REQUEST:
Edit the records below by replacing every "field log" with "survey sheet", leaving all other text unchanged.

Records from a data collection:
· · ·

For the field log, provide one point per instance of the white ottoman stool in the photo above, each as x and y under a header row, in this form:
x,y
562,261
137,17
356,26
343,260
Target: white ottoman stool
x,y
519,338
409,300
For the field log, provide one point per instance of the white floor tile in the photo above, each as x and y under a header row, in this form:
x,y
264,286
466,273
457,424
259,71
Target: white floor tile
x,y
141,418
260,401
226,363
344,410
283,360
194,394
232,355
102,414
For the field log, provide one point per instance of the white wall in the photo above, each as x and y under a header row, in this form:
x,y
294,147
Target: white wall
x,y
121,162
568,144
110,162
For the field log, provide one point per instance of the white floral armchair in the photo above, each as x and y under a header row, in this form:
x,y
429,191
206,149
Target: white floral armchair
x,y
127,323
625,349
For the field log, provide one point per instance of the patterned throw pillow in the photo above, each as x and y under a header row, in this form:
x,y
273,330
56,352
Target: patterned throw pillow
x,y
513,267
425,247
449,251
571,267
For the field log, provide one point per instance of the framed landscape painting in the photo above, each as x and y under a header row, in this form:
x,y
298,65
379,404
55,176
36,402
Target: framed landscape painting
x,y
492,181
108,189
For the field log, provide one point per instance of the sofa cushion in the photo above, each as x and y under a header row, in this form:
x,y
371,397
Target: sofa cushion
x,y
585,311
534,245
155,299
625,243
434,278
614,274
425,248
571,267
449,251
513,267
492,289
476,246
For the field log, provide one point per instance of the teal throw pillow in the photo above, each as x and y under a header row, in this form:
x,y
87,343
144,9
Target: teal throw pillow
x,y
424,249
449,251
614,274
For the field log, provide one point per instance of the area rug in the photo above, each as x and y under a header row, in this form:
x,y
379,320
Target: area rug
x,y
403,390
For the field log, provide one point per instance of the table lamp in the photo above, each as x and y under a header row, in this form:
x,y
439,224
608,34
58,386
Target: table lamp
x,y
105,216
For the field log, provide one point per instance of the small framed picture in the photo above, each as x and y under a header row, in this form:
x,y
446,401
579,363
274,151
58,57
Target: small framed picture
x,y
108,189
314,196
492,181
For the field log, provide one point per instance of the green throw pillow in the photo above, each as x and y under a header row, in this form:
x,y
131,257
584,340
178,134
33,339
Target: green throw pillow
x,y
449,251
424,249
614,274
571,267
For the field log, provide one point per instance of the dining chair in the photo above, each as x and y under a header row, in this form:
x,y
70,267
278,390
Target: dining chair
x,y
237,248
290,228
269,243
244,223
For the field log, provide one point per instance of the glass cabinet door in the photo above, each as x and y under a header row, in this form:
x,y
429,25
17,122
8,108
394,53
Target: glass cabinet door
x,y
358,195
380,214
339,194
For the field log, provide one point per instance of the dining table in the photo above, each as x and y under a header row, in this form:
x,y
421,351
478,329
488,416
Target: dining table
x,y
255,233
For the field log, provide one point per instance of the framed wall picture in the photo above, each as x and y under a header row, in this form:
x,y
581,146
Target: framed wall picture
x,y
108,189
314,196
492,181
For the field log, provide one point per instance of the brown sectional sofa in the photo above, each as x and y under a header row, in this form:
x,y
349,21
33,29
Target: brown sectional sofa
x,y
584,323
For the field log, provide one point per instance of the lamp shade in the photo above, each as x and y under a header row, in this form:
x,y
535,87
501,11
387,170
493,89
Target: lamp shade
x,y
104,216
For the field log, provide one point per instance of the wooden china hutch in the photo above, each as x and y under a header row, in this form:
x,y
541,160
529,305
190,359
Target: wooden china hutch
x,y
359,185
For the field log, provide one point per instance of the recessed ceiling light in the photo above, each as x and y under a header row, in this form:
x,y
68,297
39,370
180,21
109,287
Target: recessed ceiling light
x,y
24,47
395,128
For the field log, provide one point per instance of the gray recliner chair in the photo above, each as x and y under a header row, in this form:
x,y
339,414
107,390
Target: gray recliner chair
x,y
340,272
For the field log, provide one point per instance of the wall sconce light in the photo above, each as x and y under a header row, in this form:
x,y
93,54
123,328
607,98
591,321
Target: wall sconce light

· · ·

FULL OUTPUT:
For the survey sheet, provide one point per instance of the white ottoman stool in the photo above, each as x and y under a header row, in this form:
x,y
562,261
137,17
356,26
343,260
Target: white ottoman stool
x,y
519,338
409,300
For the survey sheet, provide one point per instance of the white floor tile in the photo above, each as x and y under a header row, in this form:
x,y
264,286
466,273
457,424
259,71
Target: white floor tile
x,y
141,418
260,401
226,363
344,410
283,360
194,394
232,355
102,414
For the survey sheet, provide one point per instance of the white wall in the photo above, each as x and y under a header row, in this form:
x,y
294,147
Target: white wall
x,y
121,162
568,144
110,162
For the survey sheet, provide one point per instance of the white floral armchair in the photo above, each as x and y under a header row, in this form:
x,y
429,191
206,149
Target: white floral armchair
x,y
127,323
625,349
For the survey sheet, provide one point per instance of the patterned throw pillow in the photo above, each as x and y under a header row, in this form:
x,y
273,330
56,352
Target: patterned throw pillow
x,y
513,267
425,247
449,251
571,267
For the survey sheet, provide one point per instance of the framed landscape painting in the photo above, each as x and y under a header row, in this form:
x,y
298,65
379,404
55,176
36,402
Target: framed landscape painting
x,y
492,181
108,189
For the survey sheet, provide one point per instance of the sofa cushion in the photo above, each as x and y under a header row, in this form:
x,y
371,397
Target: sofa cushion
x,y
585,311
534,245
155,299
625,243
434,278
614,274
425,248
571,267
449,251
513,267
492,289
476,246
For the survey sheet, provide one point per instance of the teal throw pillow in the photo above, each as x and y under a header row, in this form:
x,y
87,343
144,9
Target: teal throw pillow
x,y
424,249
449,251
614,274
For the survey sheet, provide one point per instance of the area rug in the photo above, each as x and y under a header row, in this form:
x,y
379,320
Target: area rug
x,y
403,390
For the survey sheet, provide one point per instance of the table lamp in the photo above, each as x and y under a header row, in this form:
x,y
439,224
608,34
58,386
Target: table lamp
x,y
105,216
For the survey sheet, provide one point per instance of the small framed picture in the photo above, each as x and y under a header row, in this form:
x,y
446,401
579,363
274,151
58,57
Target: small framed picture
x,y
108,189
314,196
492,181
For the survey sheet, provide one point per instance of the green throw pillow in the photo above, each as x and y under a header row, in this form:
x,y
131,257
584,340
178,134
33,339
Target: green throw pillow
x,y
449,251
424,249
614,274
571,267
For the survey sheet, provide one point per instance of the dining chair in the photo above, each as x and y under a header row, in this form:
x,y
70,267
278,390
Target: dining chair
x,y
237,248
290,228
269,243
244,223
For the survey sheet, provide one point per instance of the glass cabinet door in the photo above, each as x and y under a header row, in this form:
x,y
429,25
17,122
8,108
394,53
Target: glass cabinet door
x,y
358,195
380,214
339,194
For the survey sheet, provide one point per instance of the dining table in the photo above, each as x and y under a header row, in this form:
x,y
421,351
478,329
488,416
Target: dining table
x,y
255,233
For the survey sheet, provide one point per instance of the framed wall picture in the photo above, each as x and y under a header row, in this form:
x,y
581,146
Target: framed wall picture
x,y
108,189
314,196
492,181
For the survey sheet, provide one point per instance of the brown sectional sofa in the photo above, each as x and y under a header row, in this form:
x,y
349,21
33,29
Target: brown sectional sofa
x,y
584,323
For the survey sheet, provide one point per instance of the lamp shade in the photo above, each as x and y under a header row, in this form:
x,y
535,87
501,11
387,170
493,89
Target: lamp shade
x,y
104,216
For the survey sheet, provide one point per instance of the wooden china hutch in the photo above, each as x and y under a header row, in this form:
x,y
541,160
529,305
190,359
Target: wooden china hutch
x,y
359,185
For the survey sheet, provide one point per instance of the recessed ceiling light in the photo above, each as x and y under a header row, in this form:
x,y
68,297
39,370
180,21
109,287
Target: recessed ceiling light
x,y
24,47
395,128
For the survey sheet, provide one point per instance of the gray recliner chair in the photo above, each as x and y under a header row, in this form:
x,y
339,414
107,390
Target: gray recliner chair
x,y
340,272
For the survey sheet, provide one point per instance of the wall sconce light in the photo above, each as x and y under a header row, in this form:
x,y
93,54
123,328
607,98
591,321
Target: wall sconce light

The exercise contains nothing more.